- _TASK STATEMENT_:
Print the data exactly, leaving nothing out.

- _DATA FOR PROCESSING_:
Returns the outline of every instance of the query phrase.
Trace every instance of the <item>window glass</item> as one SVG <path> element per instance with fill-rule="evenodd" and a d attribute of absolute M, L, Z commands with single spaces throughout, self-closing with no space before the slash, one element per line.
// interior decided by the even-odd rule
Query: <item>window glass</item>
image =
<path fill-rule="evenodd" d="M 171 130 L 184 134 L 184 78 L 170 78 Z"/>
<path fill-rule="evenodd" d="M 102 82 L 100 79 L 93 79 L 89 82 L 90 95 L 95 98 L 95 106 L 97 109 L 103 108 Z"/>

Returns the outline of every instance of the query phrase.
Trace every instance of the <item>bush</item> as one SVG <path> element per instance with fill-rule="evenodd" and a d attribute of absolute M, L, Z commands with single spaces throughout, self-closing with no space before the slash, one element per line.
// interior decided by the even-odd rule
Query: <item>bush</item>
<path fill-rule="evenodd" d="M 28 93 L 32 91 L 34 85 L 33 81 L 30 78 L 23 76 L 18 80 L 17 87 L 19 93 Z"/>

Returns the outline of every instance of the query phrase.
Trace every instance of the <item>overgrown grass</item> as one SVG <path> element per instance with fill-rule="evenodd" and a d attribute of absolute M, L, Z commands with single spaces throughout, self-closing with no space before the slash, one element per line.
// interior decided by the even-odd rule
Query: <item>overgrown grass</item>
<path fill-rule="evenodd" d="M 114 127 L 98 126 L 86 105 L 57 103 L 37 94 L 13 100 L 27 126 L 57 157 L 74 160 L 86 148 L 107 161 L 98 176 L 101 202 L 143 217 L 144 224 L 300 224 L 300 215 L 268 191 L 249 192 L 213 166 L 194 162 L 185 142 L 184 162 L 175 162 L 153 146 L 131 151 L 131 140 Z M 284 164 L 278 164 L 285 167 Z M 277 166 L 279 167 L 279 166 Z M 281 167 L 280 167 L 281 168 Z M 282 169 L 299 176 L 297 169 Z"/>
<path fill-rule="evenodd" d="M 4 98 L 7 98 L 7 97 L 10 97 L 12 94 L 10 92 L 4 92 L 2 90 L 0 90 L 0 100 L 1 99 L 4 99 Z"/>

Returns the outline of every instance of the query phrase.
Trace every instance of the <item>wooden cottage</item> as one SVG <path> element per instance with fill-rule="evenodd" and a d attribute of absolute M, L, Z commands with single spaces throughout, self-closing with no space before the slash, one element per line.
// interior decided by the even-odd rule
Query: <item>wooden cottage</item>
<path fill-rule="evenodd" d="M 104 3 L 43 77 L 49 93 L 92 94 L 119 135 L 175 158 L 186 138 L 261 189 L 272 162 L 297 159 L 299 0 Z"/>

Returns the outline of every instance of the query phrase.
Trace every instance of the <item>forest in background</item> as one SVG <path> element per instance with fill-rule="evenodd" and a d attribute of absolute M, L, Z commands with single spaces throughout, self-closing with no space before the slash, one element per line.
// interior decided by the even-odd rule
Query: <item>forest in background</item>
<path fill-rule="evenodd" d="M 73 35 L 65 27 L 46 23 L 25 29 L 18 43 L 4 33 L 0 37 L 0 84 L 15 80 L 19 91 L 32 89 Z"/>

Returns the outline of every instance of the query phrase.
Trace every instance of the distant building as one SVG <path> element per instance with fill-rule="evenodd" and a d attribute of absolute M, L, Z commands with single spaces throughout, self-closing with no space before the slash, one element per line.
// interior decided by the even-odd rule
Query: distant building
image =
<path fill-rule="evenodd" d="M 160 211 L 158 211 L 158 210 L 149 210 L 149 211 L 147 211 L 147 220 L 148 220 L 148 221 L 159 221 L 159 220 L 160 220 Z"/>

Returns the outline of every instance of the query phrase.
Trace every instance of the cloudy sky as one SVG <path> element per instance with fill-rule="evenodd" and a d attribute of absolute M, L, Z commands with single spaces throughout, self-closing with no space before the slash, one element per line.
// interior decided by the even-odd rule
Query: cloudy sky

- _REPLY_:
Returns the outline of every instance of the query phrase.
Trace every instance of the <item>window glass</item> as one SVG <path> element per instance with fill-rule="evenodd" and a d attribute of absolute M, L, Z commands with single spaces throughout, self-closing with no space before the slash, one element per line.
// interior decided by the even-odd rule
Query: <item>window glass</item>
image =
<path fill-rule="evenodd" d="M 171 130 L 184 134 L 184 78 L 170 78 Z"/>
<path fill-rule="evenodd" d="M 102 82 L 100 79 L 93 79 L 89 82 L 90 95 L 95 98 L 95 106 L 97 109 L 103 108 Z"/>

Returns the outline of every instance of the query phrase.
Trace every instance of the <item>bush</item> as one SVG <path> element per instance with fill-rule="evenodd" and a d attribute of absolute M, L, Z commands with single spaces throughout, self-closing with no space before the slash, one element per line.
// interior decided by the even-odd rule
Query: <item>bush</item>
<path fill-rule="evenodd" d="M 28 93 L 32 91 L 34 85 L 33 81 L 30 78 L 23 76 L 18 80 L 17 87 L 19 93 Z"/>

Returns the outline of every instance of the query phrase.
Trace every instance of the <item>overgrown grass</item> as one SVG <path> element per instance with fill-rule="evenodd" and a d attribute of absolute M, L, Z commands with single spaces throughout, self-closing with no space before the slash, one element per line.
// interior decided by the even-odd rule
Query: <item>overgrown grass</item>
<path fill-rule="evenodd" d="M 114 127 L 98 126 L 86 105 L 57 103 L 37 94 L 13 100 L 27 126 L 57 157 L 74 160 L 86 148 L 107 161 L 98 176 L 101 202 L 143 217 L 144 224 L 300 224 L 300 215 L 268 191 L 249 192 L 213 166 L 194 162 L 185 142 L 184 162 L 175 162 L 153 146 L 131 151 L 131 140 Z M 284 164 L 278 164 L 285 167 Z M 277 166 L 279 167 L 279 166 Z M 281 167 L 280 167 L 281 168 Z M 282 169 L 299 176 L 297 169 Z"/>
<path fill-rule="evenodd" d="M 4 98 L 7 98 L 7 97 L 10 97 L 12 94 L 10 92 L 4 92 L 2 90 L 0 90 L 0 100 L 1 99 L 4 99 Z"/>

Returns the outline of every instance of the query phrase.
Trace every instance of the <item>wooden cottage</item> as one SVG <path> element per instance with fill-rule="evenodd" and a d attribute of absolute M, L, Z commands with single spaces throughout, self-closing with no space before the slash, one element per line.
// interior decided by the even-odd rule
Query: <item>wooden cottage</item>
<path fill-rule="evenodd" d="M 104 3 L 43 77 L 49 93 L 92 94 L 119 135 L 175 158 L 186 138 L 261 189 L 272 162 L 297 159 L 299 0 Z"/>

Returns the outline of every instance of the query phrase.
Trace every instance of the <item>forest in background</item> as one SVG <path> element per instance with fill-rule="evenodd" and a d attribute of absolute M, L, Z commands with single spaces throughout, self-closing with no space before the slash, one element per line.
// interior decided by the even-odd rule
Query: <item>forest in background</item>
<path fill-rule="evenodd" d="M 73 35 L 65 27 L 46 23 L 25 29 L 18 43 L 4 33 L 0 37 L 0 84 L 15 80 L 19 91 L 32 89 Z"/>

Returns the outline of every instance of the query phrase.
Trace every instance of the distant building as one SVG <path> element per instance with fill-rule="evenodd" and a d attribute of absolute M, L, Z commands with single spaces throughout, self-closing with no space before the slash, one element per line.
// interior decided by the even-odd rule
Query: distant building
image =
<path fill-rule="evenodd" d="M 160 211 L 158 211 L 158 210 L 149 210 L 149 211 L 147 211 L 147 220 L 148 220 L 148 221 L 159 221 L 159 220 L 160 220 Z"/>

Returns the outline of every instance of the query phrase.
Trace every instance of the cloudy sky as one SVG <path> element per instance with fill-rule="evenodd" and a d attribute of absolute M, L, Z commands with single spaces throughout, self-closing with no space before the slash, one element per line.
// interior decided by the even-odd rule
Query: cloudy sky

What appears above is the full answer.